WORK TO BE COMPLETED:
Copy out the items from the start through the line containing "[[[15,411],[9,398],[0,395],[0,449],[9,449],[15,431]]]", both ends included. Omit the pictures from your answer.

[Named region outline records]
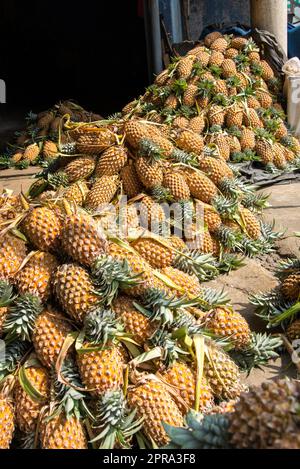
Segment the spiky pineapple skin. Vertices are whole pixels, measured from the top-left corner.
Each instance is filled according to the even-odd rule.
[[[53,291],[63,310],[79,323],[100,300],[88,272],[76,264],[63,264],[57,269]]]
[[[133,302],[133,299],[120,295],[114,300],[112,307],[124,324],[125,331],[132,334],[138,344],[143,345],[155,332],[156,325],[137,311]]]
[[[42,302],[51,295],[51,281],[58,261],[49,252],[37,252],[16,275],[16,285],[20,294],[30,293]]]
[[[107,344],[103,350],[81,353],[87,347],[93,347],[93,344],[85,343],[77,354],[77,364],[85,387],[93,396],[120,389],[123,384],[124,359],[119,347]]]
[[[87,449],[87,438],[83,424],[76,417],[64,414],[46,415],[41,422],[40,441],[42,449]]]
[[[27,394],[18,381],[15,386],[16,422],[25,433],[36,429],[40,411],[49,397],[49,377],[45,368],[28,367],[25,370],[31,385],[44,397],[45,402],[35,401]]]
[[[15,411],[9,398],[0,395],[0,449],[9,449],[15,431]]]
[[[73,331],[70,322],[55,309],[48,307],[37,317],[32,343],[40,362],[51,369],[58,358],[67,335]]]
[[[22,222],[21,229],[32,244],[41,251],[57,252],[60,245],[61,221],[47,207],[32,209]]]
[[[183,416],[165,386],[155,381],[140,384],[128,391],[128,402],[137,410],[138,417],[144,417],[143,431],[160,447],[169,438],[162,422],[175,427],[183,426]]]
[[[0,279],[12,278],[26,257],[23,240],[7,233],[0,236]]]
[[[107,250],[104,232],[90,215],[84,213],[66,217],[61,243],[72,259],[85,266],[91,266]]]

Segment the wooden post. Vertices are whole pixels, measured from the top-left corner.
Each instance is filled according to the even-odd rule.
[[[274,34],[287,54],[287,0],[251,0],[251,22]]]

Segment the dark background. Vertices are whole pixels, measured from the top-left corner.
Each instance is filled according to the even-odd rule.
[[[107,115],[148,84],[144,20],[137,0],[0,4],[3,116],[76,100]]]

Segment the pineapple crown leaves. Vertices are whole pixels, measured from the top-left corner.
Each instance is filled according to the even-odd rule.
[[[160,321],[163,325],[171,324],[174,312],[179,308],[194,306],[197,299],[189,300],[185,296],[169,297],[158,288],[148,288],[142,298],[142,305],[134,302],[135,308],[152,321]]]
[[[0,382],[13,373],[29,350],[29,343],[20,339],[5,343],[5,357],[0,360]]]
[[[82,392],[83,385],[75,361],[65,359],[60,371],[64,382],[58,379],[55,370],[51,372],[53,399],[57,403],[57,411],[64,410],[68,419],[72,416],[79,419],[82,415],[89,414],[85,404],[86,394]]]
[[[152,142],[149,138],[142,138],[140,140],[138,152],[140,156],[145,156],[152,162],[160,161],[164,156],[164,152],[159,145]]]
[[[197,250],[179,253],[174,266],[187,274],[195,274],[201,281],[214,278],[218,274],[215,258],[211,254],[202,254]]]
[[[123,448],[130,448],[128,440],[143,425],[143,418],[136,420],[135,416],[136,409],[128,409],[122,391],[107,391],[97,402],[93,428],[100,429],[100,433],[91,443],[100,442],[99,449],[114,449],[116,443]]]
[[[175,148],[172,152],[171,157],[178,163],[182,163],[193,168],[199,167],[199,158],[194,153],[187,153],[183,150]]]
[[[254,211],[261,211],[267,207],[269,207],[268,198],[270,197],[269,194],[258,194],[258,193],[248,193],[241,201],[242,205],[248,209],[252,209]]]
[[[181,355],[188,354],[178,346],[177,340],[173,338],[169,332],[166,331],[157,330],[151,336],[150,342],[155,347],[161,348],[161,360],[167,368],[171,366],[175,361],[177,361]]]
[[[92,344],[104,347],[124,335],[124,327],[111,309],[95,308],[85,317],[82,338],[85,337]]]
[[[189,411],[186,428],[173,427],[163,422],[170,437],[166,449],[228,449],[229,420],[226,414],[205,415]]]
[[[250,345],[244,350],[230,352],[230,356],[239,368],[249,374],[253,368],[259,368],[267,364],[269,360],[277,358],[279,356],[277,350],[282,345],[283,342],[279,336],[252,332]]]
[[[15,298],[12,285],[4,280],[0,280],[0,308],[8,306]]]
[[[126,290],[139,283],[139,274],[131,273],[126,259],[121,261],[105,254],[93,263],[91,273],[97,292],[106,304],[111,304],[120,288]]]
[[[42,310],[41,300],[37,296],[30,294],[19,296],[4,322],[4,332],[8,337],[17,336],[22,340],[30,340],[35,320]]]

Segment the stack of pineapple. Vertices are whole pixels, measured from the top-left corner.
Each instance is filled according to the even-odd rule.
[[[123,112],[159,124],[184,150],[201,142],[225,161],[292,171],[300,144],[286,127],[281,101],[281,80],[253,39],[213,32],[176,57]]]
[[[101,120],[101,116],[88,112],[72,101],[62,101],[52,108],[27,117],[26,129],[16,132],[16,139],[9,144],[6,153],[0,158],[0,169],[15,167],[27,168],[39,165],[45,159],[59,155],[60,144],[70,140],[67,121],[91,122]]]
[[[1,448],[163,446],[163,422],[239,398],[241,358],[276,356],[171,250],[161,265],[66,199],[17,199],[1,207]]]

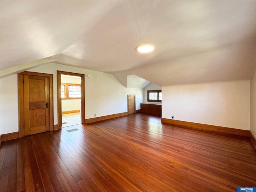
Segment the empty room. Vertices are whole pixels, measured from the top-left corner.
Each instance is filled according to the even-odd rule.
[[[0,191],[256,191],[256,1],[0,2]]]

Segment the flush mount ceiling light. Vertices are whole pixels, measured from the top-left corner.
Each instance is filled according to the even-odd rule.
[[[137,50],[140,53],[149,53],[154,50],[154,47],[151,45],[140,45],[137,48]]]

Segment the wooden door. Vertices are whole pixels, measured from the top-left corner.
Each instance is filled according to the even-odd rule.
[[[50,131],[49,77],[23,78],[24,135]]]
[[[136,112],[136,95],[127,95],[128,114]]]

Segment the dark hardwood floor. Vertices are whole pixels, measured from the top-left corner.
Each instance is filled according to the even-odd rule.
[[[3,142],[0,191],[236,191],[256,186],[248,138],[137,114]],[[68,132],[67,130],[79,130]]]

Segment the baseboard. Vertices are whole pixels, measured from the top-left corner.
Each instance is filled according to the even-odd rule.
[[[79,113],[80,112],[80,110],[72,110],[72,111],[62,111],[62,114],[68,114],[69,113]]]
[[[256,138],[252,134],[251,131],[250,132],[250,139],[254,146],[255,150],[256,150]]]
[[[196,128],[246,137],[249,137],[250,135],[250,131],[247,130],[234,129],[233,128],[202,124],[200,123],[193,123],[174,120],[173,119],[166,119],[165,118],[161,118],[161,122],[163,123],[184,126],[187,128],[192,128],[194,129]]]
[[[56,125],[53,125],[53,130],[55,131],[56,130],[58,130],[59,129],[59,126],[58,124]]]
[[[2,138],[2,142],[4,141],[8,141],[12,139],[17,139],[20,138],[20,134],[19,132],[14,132],[14,133],[7,133],[4,134],[1,136]]]
[[[91,118],[90,119],[87,119],[85,120],[85,124],[92,123],[97,121],[102,121],[102,120],[106,120],[107,119],[112,119],[116,117],[121,117],[124,116],[128,114],[128,112],[124,112],[124,113],[118,113],[116,114],[113,114],[112,115],[106,115],[106,116],[102,116],[101,117],[95,117],[94,118]]]

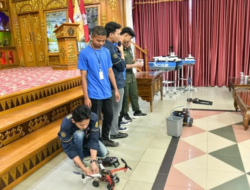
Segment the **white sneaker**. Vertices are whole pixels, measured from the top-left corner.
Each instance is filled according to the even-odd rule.
[[[75,162],[73,162],[73,163],[74,163],[74,166],[75,166],[75,168],[76,168],[77,170],[82,171],[82,169],[81,169]]]

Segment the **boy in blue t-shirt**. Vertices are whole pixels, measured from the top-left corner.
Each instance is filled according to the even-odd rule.
[[[112,70],[110,52],[102,47],[106,40],[106,30],[96,26],[92,33],[92,43],[79,54],[78,69],[81,70],[84,104],[96,113],[98,119],[103,114],[102,142],[105,146],[116,147],[118,142],[109,139],[113,120],[111,85],[115,90],[116,101],[120,100],[115,76]]]

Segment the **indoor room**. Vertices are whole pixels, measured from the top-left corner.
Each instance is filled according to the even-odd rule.
[[[250,190],[249,10],[0,0],[0,190]]]

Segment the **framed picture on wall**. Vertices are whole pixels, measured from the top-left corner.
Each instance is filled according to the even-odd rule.
[[[58,53],[58,43],[55,33],[53,32],[62,23],[67,22],[67,10],[55,10],[45,12],[46,32],[47,32],[47,52]]]

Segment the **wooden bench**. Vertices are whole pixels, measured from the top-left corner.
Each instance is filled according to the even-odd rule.
[[[250,118],[250,88],[235,89],[233,97],[235,110],[240,108],[243,114],[243,126],[247,130]]]
[[[0,149],[1,190],[12,189],[62,152],[57,138],[61,120]]]
[[[82,104],[82,88],[76,87],[0,112],[1,147],[51,123]]]

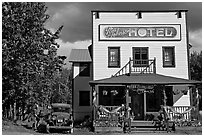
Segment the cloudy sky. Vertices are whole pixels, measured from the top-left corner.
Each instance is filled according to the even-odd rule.
[[[72,48],[87,48],[91,44],[92,10],[169,10],[187,9],[191,51],[202,50],[201,2],[47,2],[50,18],[46,27],[55,31],[64,25],[58,54],[69,58]]]

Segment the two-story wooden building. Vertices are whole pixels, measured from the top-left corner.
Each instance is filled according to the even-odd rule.
[[[197,82],[189,80],[186,14],[187,10],[92,11],[92,45],[73,49],[69,58],[74,120],[89,115],[95,128],[117,130],[117,120],[107,121],[123,108],[129,108],[126,115],[132,121],[139,121],[157,115],[160,105],[182,111],[191,106],[189,87]]]

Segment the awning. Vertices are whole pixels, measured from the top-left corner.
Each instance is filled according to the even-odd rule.
[[[88,49],[72,49],[69,62],[92,62]]]
[[[195,85],[201,81],[170,77],[160,74],[131,74],[90,81],[90,85],[97,84],[157,84],[157,85]]]

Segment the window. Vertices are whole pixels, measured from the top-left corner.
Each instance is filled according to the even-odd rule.
[[[99,105],[121,106],[125,103],[125,87],[99,86]]]
[[[79,91],[79,106],[90,106],[90,91]]]
[[[120,67],[120,47],[108,48],[108,67]]]
[[[162,88],[156,86],[154,93],[146,93],[147,112],[157,112],[162,105]]]
[[[148,65],[148,48],[133,47],[133,65],[147,66]]]
[[[166,86],[166,105],[173,106],[173,87]],[[157,112],[160,110],[160,106],[164,105],[164,94],[162,87],[155,86],[154,93],[146,93],[146,104],[147,104],[147,112]]]
[[[90,64],[89,63],[80,63],[79,64],[79,76],[90,76]]]
[[[175,67],[174,47],[163,47],[163,67]]]

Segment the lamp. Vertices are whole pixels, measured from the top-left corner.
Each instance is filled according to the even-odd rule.
[[[142,13],[141,13],[141,11],[139,11],[136,15],[137,15],[137,18],[138,18],[138,19],[141,19],[141,18],[142,18]]]
[[[99,12],[98,11],[95,12],[95,19],[99,19]]]
[[[178,11],[178,12],[176,13],[176,15],[177,15],[177,18],[182,18],[182,16],[181,16],[181,11]]]

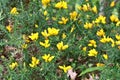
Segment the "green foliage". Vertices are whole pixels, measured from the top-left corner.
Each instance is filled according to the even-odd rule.
[[[0,80],[119,80],[120,2],[99,1],[0,0]]]

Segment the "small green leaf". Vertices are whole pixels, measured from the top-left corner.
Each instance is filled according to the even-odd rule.
[[[104,67],[91,67],[91,68],[88,68],[88,69],[82,71],[79,76],[82,76],[82,75],[84,75],[86,73],[93,72],[93,71],[96,71],[96,70],[101,71],[101,70],[103,70],[103,68]]]

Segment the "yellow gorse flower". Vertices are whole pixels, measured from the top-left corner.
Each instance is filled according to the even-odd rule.
[[[32,57],[32,61],[29,64],[30,67],[34,68],[39,64],[39,59],[37,59],[36,57]]]
[[[91,29],[92,27],[93,27],[93,24],[92,24],[92,23],[86,22],[86,23],[84,24],[84,28],[85,28],[85,29]]]
[[[12,32],[12,27],[10,25],[6,26],[6,29],[9,31],[9,32]]]
[[[99,31],[97,31],[97,36],[99,36],[99,37],[103,37],[103,36],[105,36],[105,32],[104,32],[104,30],[103,29],[100,29]]]
[[[97,54],[98,54],[98,52],[95,49],[91,49],[91,50],[89,50],[88,56],[94,56],[94,57],[96,57]]]
[[[89,44],[88,44],[88,46],[97,47],[97,45],[96,45],[96,41],[95,41],[95,40],[89,40]]]
[[[70,19],[71,20],[76,20],[78,16],[78,13],[76,11],[73,11],[70,13]]]
[[[110,20],[111,20],[112,22],[118,22],[118,21],[119,21],[118,17],[115,16],[115,15],[111,15],[111,16],[110,16]]]
[[[63,42],[61,41],[57,44],[57,48],[58,48],[59,51],[65,50],[65,49],[68,48],[68,45],[63,45]]]
[[[65,73],[67,73],[68,70],[72,69],[71,66],[65,66],[65,65],[59,66],[59,68],[62,69]]]
[[[18,66],[18,63],[17,63],[17,62],[11,63],[11,64],[9,65],[10,69],[14,69],[14,68],[17,67],[17,66]]]
[[[58,9],[67,9],[67,2],[65,1],[60,1],[58,3],[55,4],[55,7]]]
[[[107,54],[103,54],[103,58],[107,60],[108,59],[108,55]]]
[[[67,21],[68,21],[68,18],[62,17],[62,18],[61,18],[61,21],[59,21],[58,23],[59,23],[59,24],[66,24]]]
[[[17,8],[16,8],[16,7],[13,7],[13,8],[11,9],[11,11],[10,11],[10,14],[13,14],[13,15],[18,14]]]
[[[31,35],[30,36],[28,36],[31,40],[37,40],[38,39],[38,32],[36,32],[36,33],[31,33]]]
[[[42,5],[47,6],[50,3],[50,0],[42,0]]]
[[[98,11],[97,11],[97,7],[96,6],[94,6],[93,8],[92,8],[92,11],[94,12],[94,13],[98,13]]]
[[[41,46],[44,46],[45,48],[48,48],[48,47],[50,46],[49,40],[45,40],[44,43],[43,43],[43,42],[40,42],[40,45],[41,45]]]
[[[54,59],[55,56],[50,56],[50,54],[45,54],[42,56],[42,59],[45,60],[45,62],[51,62]]]
[[[114,7],[115,6],[115,1],[112,1],[111,3],[110,3],[110,7]]]

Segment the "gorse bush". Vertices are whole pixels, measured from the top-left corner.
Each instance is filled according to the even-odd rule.
[[[1,0],[1,80],[119,80],[119,9],[114,0]]]

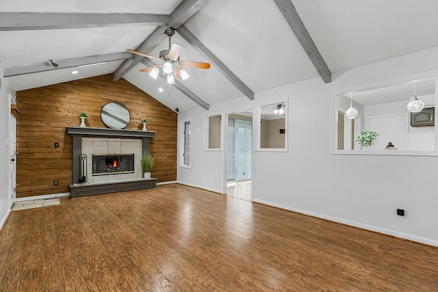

FINISHED EXERCISE:
Segment the spiky pineapple skin. Vertices are whole pixels, measured from the top-left corner.
Each instance is filled according to the even-odd rule.
[[[53,291],[63,310],[79,323],[100,300],[88,272],[76,264],[63,264],[57,269]]]
[[[133,302],[133,299],[120,295],[114,300],[112,307],[124,324],[125,331],[132,334],[138,344],[143,345],[155,332],[156,325],[137,311]]]
[[[42,302],[51,295],[51,281],[58,261],[49,252],[37,252],[16,275],[16,285],[20,294],[30,293]]]
[[[107,344],[103,350],[81,353],[87,347],[93,347],[93,344],[85,343],[77,354],[77,364],[85,387],[93,396],[120,389],[123,384],[124,359],[119,347]]]
[[[87,449],[87,438],[83,424],[76,417],[64,414],[46,415],[41,422],[40,441],[42,449]]]
[[[27,394],[18,381],[15,386],[16,422],[25,433],[36,429],[40,411],[49,397],[49,377],[45,368],[28,367],[25,370],[31,385],[44,397],[45,402],[35,401]]]
[[[15,411],[9,398],[0,395],[0,449],[9,449],[15,431]]]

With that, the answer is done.